_SELECTED EXCERPT_:

Interviews and News: Can you give us an example?
Stephen Samuelian: Many years ago I was on a trip to a third world country. One day, we made a visit to a local orphanage. I felt immediately drawn to these children and their plight. However, I soon found out that many of these little ones actually had families. They were institutionalized because their living conditions at home were actually worse.
Interviews and News: How can that be?
Stephen Samuelian: The area was so economically depressed that parents felt it better to give up their children than to subject them to extreme poverty.
Interviews and News: Were there any programs available to help these families care for their kids?
Stephen Samuelian: No and that is just my point. The orphanages are definitely needed. However, many of the children could have remained at home had there been measures in place to ensure the family had the ability to provide for the basic needs of their children.
Interviews and News: What types of programs are you talking about?
Stephen Samuelian: Job creation and training, community cleanup efforts, more accessibility to childcare and nutrition…
Interviews and News: Do you believe the orphanages are a valuable asset to these communities?
Stephen Samuelian: As I said before, they are definitely needed. Most facilities, sadly, are just a Band-Aid that temporarily covers up a large-scale problem.
Interviews and News: So you believe that donors should focus on fixing the core problems?
Stephen Samuelian: Yes, I do.
Interviews and News: Do you think that more than a few charities pop up as a knee-jerk reaction to bad circumstances?
Stephen Samuelian: Many, absolutely. It seems there is always a desperate need for money to help fix one or more side effects of a more straightforward problem.
Interviews and News: What advice would you give to someone looking to offer their time or money?
Stephen Samuelian: Do your due diligence. Find out what caused the issue that is so near and dear to your heart. I believe the focus should be on helping educate and empower those you are trying to help rather than just throwing money at a bad situation.
Interviews and News: It sounds like there is a very fine line between helping and hurting where giving is concerned?
Stephen Samuelian: That’s right and it’s only when we all learn to recognize the difference that we can create a positive and long-lasting impact on the world.
Interviews and News: We appreciate your time today. Do you have any final words for our readership?
Stephen Samuelian: I would just like to reiterate that giving is absolutely vital to making the world a better place. But please make sure that you are contributing to a solution and not enabling a new generation of people who will suffer the same fate as their parents.
Interviews and News: Very sound advice indeed. We appreciate your time and hope to speak with you again soon.
Stephen Samuelian: I look forward to it.

_STATED EXERCISE 1_:
Pick out each line of the listing that contains the word "ceiling".
The interview and the listing are unrelated to each other.

_TASK MATERIAL_:
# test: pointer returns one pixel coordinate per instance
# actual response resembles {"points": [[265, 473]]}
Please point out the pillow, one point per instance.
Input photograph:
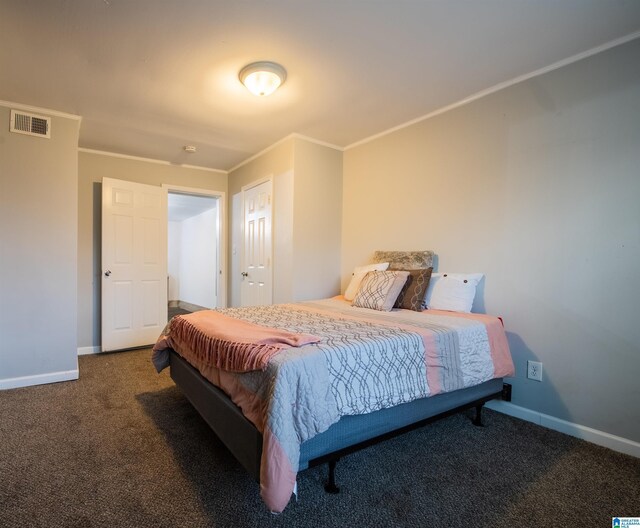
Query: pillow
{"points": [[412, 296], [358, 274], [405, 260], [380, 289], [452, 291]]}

...

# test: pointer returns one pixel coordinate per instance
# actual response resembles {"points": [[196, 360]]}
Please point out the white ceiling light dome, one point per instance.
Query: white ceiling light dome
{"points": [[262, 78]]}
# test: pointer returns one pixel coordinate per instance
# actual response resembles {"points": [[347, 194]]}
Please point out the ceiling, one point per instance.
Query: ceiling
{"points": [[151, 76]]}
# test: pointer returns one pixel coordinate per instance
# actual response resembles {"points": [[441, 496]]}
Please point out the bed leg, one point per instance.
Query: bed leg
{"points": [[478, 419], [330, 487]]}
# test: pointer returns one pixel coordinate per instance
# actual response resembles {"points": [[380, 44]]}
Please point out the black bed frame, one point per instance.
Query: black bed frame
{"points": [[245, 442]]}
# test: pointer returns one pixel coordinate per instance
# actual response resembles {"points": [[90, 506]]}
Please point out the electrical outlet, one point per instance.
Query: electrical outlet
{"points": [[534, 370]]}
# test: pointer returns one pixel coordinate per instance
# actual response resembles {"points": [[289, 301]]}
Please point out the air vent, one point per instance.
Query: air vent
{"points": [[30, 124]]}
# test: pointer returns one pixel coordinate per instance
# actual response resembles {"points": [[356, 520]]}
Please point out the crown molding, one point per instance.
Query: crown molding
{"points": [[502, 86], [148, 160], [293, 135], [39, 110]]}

* * *

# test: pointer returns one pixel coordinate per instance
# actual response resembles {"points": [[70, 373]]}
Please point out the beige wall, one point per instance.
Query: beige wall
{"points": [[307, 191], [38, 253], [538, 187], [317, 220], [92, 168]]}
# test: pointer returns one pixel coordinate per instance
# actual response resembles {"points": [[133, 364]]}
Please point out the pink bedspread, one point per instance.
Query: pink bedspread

_STATED EXERCISE 2_:
Return the passage of the interview that begins at the words "Interviews and News: How" and stops after "of their children.".

_FULL ANSWER 1_:
Please point out the white ceiling light dome, one point per instance.
Query: white ceiling light dome
Please point out the ceiling, one point per instance.
Query: ceiling

_FULL ANSWER 2_:
Interviews and News: How can that be?
Stephen Samuelian: The area was so economically depressed that parents felt it better to give up their children than to subject them to extreme poverty.
Interviews and News: Were there any programs available to help these families care for their kids?
Stephen Samuelian: No and that is just my point. The orphanages are definitely needed. However, many of the children could have remained at home had there been measures in place to ensure the family had the ability to provide for the basic needs of their children.